-- BEGIN Data for the task --

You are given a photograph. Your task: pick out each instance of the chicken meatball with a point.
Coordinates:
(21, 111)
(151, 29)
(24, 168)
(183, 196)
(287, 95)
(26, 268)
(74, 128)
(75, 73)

-- END Data for the task --

* Task goal
Copy the entries again, swapping "chicken meatball" for "pork dumpling" and leaving everything else unchanged.

* Exercise solution
You are given a photograph. Your task: pick out each instance of the pork dumpling with a point.
Coordinates:
(21, 111)
(151, 29)
(24, 168)
(183, 196)
(287, 95)
(26, 268)
(74, 128)
(75, 73)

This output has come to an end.